Trecho selecionado:
******
R: Marcelo Cassaro, nascido em 1970 (39 anos), roteirista (ocupação atual; essa condição muda de tempos em tempos).
2) Com quantos anos começou a escrever roteiros e a desenhar? E de forma profissional?
R: Desde que conheci os gibis, eu acho. Quando criança eu já tinha vontade de inventar personagens e histórias, e quadrinhos eram o melhor meio ao meu alcance. Até hoje HQs são a mídia mais barata e acessível que existe, você só precisa de papel e caneta pra fazer um.
Meu primeiro emprego na área foi na Mauricio de Souza Produções, em 1985, como assistente de animação e design. Mas quadrinhos profissionais, mesmo, só comecei anos mais tarde na Abril Jovem.
3) Como foi que iniciou sua carreira nos quadrinhos?
R: Desde muito cedo eu fazia minhas próprias HQs, tinha minha família de personagens e sonhava publicá-los. Desenhava em casa e na escola — chegava mais cedo à sala de aula e ficava ali desenhando. Esses personagens acabaram aparecendo na revista Agente Cãofidencial, pela Editora Abril, em 1991. Mas a revista não seguiu adiante. Durante esse tempo eu desenhava outros quadrinhos para a Abril, como Os Trapalhões e As Aventuras dos Trapalhões, e acabei ficando mais conhecido por esses títulos.
******
Seção de dados:

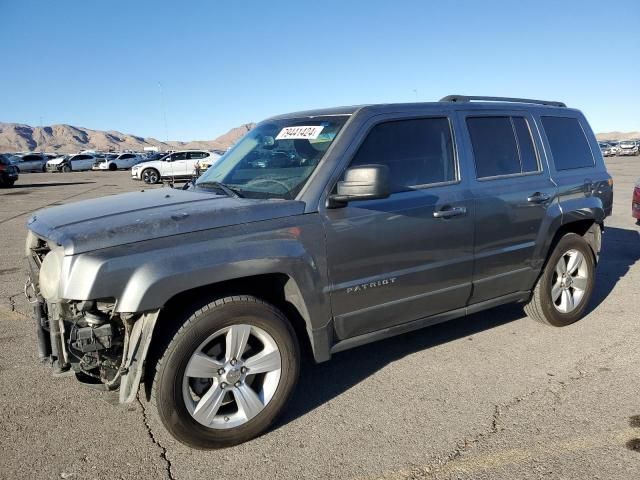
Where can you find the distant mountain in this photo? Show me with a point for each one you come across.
(16, 137)
(618, 136)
******
Instrução 1:
Atualize o trecho da entrevista desde "R: Marcelo Cassaro, nascido" até "pra fazer um.", inclusive, trocando "papel e caneta" por "lápis e borracha".
Instrução 2:
Indique se cada afirmação está de acordo com o trecho da entrevista, respondendo sim ou não e citando as palavras do trecho que decidem a resposta: (a) o primeiro emprego do entrevistado na área foi na Mauricio de Souza Produções, em 1985; (b) a revista Agente Cãofidencial teve continuidade por vários anos; (c) o entrevistado ficou mais conhecido pelos personagens que criou na infância.
Baseie-se exclusivamente no trecho da entrevista.

Solução comentada 1:
R: Marcelo Cassaro, nascido em 1970 (39 anos), roteirista (ocupação atual; essa condição muda de tempos em tempos).
2) Com quantos anos começou a escrever roteiros e a desenhar? E de forma profissional?
R: Desde que conheci os gibis, eu acho. Quando criança eu já tinha vontade de inventar personagens e histórias, e quadrinhos eram o melhor meio ao meu alcance. Até hoje HQs são a mídia mais barata e acessível que existe, você só precisa de lápis e borracha pra fazer um.

Solução comentada 2:
(a) Sim: "Meu primeiro emprego na área foi na Mauricio de Souza Produções, em 1985, como assistente de animação e design."
(b) Não: "Mas a revista não seguiu adiante."
(c) Não: "Durante esse tempo eu desenhava outros quadrinhos para a Abril, como Os Trapalhões e As Aventuras dos Trapalhões, e acabei ficando mais conhecido por esses títulos."